# Confused about Arccosecant and Legendre & Pochhammer Notations

Wolfram Math (http://mathworld.wolfram.com/InverseCosecant.html) had a breakdown of Inverse Cosecant (arcsc), a series that looks almost identical to the inverse Sine (arcsin). It (the series) seemed straight forward enough, but I'm trying to understand the generating Sigma/Sum below for that series:

$$csc^{-1}=-\sum_{n=1}^{\infty}\frac{i^{n+1}P_{n-1}(0)}{n}x^{-n}$$

I'm tripped up here 3 times in a row:

1st: the "i^n+1" What is the "i"? Is it imaginary "i"? And if so, what do I do when the sums include positive and negative i on n=2,4,6, etc.? I assume if this is imaginary "i" there's a rule I don't know that makes this work in a series.

2nd & 3rd: P_n-1 and (0) here, according to wolfram:

"P_n(x) is a Legendre Polynomial and (x)_n is a Pochhammer symbol."

At this point, I'm not sure where the Legendre Polynomial ends and where the Pochhammer symbol begins. My textbooks on Elementary Differential Equations and Advanced Engineering Mathematics cover Legendre Polynomials but I couldn't find any reference explaining Pochhammer symbols. Arcsine is similar, and again, lack of understanding Pochhammer symbols is a road block to my understanding:

$$sin^{-1}=\sum_{n=0}^{\infty}\frac{(\frac{1}{2})_n}{(2n+1)n!}x^{2n+1}$$

I believe that part that looks like a fraction (1/2) is pochhammer notation, and not a real fraction. Wolfram again says "where (x)_n is a pochhammer symbol"

• • • • • • •

-- GIVEN REQUEST 1 --
In the post about the arccosecant series, which two textbook subjects does the writer say cover Legendre Polynomials?

• • • • • • •

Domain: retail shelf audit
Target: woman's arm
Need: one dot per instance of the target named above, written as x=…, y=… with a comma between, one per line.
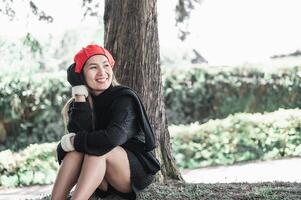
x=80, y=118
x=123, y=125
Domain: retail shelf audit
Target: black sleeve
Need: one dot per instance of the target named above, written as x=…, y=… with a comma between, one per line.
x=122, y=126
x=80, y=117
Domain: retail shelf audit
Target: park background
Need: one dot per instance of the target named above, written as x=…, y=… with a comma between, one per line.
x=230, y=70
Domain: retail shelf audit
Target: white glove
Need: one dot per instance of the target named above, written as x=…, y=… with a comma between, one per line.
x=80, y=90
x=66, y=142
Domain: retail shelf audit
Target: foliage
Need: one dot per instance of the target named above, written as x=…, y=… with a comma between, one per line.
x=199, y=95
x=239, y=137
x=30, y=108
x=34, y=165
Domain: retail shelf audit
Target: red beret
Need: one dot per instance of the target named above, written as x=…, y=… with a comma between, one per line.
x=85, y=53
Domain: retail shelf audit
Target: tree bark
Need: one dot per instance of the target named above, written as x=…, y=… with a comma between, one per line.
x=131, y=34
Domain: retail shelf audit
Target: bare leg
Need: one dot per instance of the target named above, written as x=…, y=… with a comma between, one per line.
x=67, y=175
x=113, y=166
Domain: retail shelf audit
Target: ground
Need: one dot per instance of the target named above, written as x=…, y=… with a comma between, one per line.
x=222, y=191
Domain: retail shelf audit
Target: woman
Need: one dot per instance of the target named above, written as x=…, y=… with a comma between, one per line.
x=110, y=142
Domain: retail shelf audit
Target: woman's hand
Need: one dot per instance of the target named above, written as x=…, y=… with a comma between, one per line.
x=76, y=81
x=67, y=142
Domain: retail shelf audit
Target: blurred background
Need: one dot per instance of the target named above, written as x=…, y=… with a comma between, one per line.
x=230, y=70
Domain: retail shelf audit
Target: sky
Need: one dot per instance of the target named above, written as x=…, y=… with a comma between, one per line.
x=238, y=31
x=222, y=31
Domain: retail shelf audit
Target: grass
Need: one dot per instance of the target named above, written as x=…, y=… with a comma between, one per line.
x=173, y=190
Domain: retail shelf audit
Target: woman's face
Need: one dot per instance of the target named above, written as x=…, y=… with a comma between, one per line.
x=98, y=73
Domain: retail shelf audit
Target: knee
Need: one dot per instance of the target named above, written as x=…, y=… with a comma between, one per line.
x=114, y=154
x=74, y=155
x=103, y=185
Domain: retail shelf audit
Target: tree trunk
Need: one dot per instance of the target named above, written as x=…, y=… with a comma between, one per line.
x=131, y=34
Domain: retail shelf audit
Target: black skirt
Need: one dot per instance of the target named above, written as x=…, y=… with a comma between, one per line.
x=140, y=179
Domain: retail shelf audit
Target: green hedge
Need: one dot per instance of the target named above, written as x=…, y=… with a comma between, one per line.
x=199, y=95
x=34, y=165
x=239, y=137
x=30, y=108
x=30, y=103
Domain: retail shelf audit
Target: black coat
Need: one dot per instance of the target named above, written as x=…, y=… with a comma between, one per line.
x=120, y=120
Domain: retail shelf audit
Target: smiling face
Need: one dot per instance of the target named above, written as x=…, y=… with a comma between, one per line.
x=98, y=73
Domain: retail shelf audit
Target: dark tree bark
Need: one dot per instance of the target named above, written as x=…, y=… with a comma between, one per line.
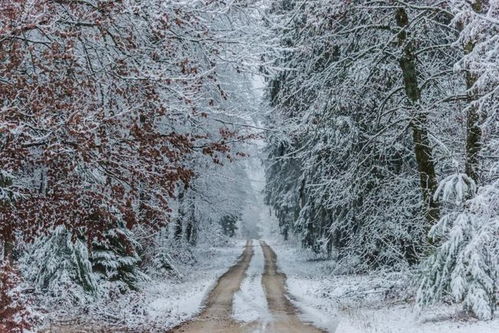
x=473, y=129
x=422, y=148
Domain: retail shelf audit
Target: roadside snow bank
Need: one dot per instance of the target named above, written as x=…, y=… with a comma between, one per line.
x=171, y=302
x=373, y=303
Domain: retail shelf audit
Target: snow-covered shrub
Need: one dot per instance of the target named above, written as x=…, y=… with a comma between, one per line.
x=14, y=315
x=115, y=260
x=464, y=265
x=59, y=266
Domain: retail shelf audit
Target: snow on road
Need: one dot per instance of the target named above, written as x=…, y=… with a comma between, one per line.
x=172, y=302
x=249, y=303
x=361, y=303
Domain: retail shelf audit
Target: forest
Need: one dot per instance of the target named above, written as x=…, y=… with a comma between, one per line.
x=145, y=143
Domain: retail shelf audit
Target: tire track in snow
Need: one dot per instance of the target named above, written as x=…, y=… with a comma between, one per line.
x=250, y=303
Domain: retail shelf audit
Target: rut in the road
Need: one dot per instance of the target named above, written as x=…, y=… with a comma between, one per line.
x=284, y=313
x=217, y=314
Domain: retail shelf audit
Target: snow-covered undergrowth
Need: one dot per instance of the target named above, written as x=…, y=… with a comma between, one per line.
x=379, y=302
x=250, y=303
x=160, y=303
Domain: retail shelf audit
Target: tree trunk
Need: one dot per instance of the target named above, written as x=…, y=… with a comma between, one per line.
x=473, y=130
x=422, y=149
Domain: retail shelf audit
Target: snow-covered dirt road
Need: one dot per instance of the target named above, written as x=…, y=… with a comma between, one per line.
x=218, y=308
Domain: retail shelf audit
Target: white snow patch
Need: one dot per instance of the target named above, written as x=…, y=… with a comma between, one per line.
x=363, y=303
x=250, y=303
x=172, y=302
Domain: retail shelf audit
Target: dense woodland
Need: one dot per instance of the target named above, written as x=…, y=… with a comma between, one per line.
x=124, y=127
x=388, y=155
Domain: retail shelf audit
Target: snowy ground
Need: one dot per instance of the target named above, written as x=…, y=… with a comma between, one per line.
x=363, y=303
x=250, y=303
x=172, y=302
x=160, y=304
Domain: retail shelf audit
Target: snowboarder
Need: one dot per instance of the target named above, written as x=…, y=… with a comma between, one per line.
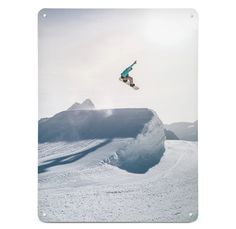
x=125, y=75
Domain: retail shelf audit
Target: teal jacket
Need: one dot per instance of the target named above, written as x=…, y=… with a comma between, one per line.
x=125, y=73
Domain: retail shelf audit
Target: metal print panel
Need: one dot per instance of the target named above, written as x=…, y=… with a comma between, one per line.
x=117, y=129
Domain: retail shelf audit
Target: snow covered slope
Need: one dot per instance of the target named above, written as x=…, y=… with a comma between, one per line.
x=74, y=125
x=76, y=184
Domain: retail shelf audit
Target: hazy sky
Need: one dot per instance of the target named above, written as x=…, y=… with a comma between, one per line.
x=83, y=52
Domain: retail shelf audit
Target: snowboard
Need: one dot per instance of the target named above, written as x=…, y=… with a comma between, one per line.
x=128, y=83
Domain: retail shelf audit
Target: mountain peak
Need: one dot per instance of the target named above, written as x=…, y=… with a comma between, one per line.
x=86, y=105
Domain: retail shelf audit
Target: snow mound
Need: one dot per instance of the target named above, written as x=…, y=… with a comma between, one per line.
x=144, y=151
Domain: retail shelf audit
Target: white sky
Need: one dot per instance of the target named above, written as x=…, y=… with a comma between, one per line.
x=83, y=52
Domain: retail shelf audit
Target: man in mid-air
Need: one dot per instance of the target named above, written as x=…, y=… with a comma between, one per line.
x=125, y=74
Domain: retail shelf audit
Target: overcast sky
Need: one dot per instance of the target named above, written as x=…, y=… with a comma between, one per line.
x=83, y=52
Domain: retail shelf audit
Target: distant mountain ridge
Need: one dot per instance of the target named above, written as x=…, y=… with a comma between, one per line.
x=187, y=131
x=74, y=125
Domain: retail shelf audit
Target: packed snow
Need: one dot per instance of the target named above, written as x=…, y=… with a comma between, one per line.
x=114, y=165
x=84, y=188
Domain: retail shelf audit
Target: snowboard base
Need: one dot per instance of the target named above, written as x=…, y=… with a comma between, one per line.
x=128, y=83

• • • • • • •

-- GIVEN REQUEST 2 --
Identify every line of the listing that holds the string "woman", and copy each of those lines. Case counts.

-- FINAL RESULT 1 --
Elementary Differential Equations and Advanced Engineering Mathematics.

-- FINAL RESULT 2 --
Target: woman's arm
Target: woman
Target: woman's hand
Target: woman's face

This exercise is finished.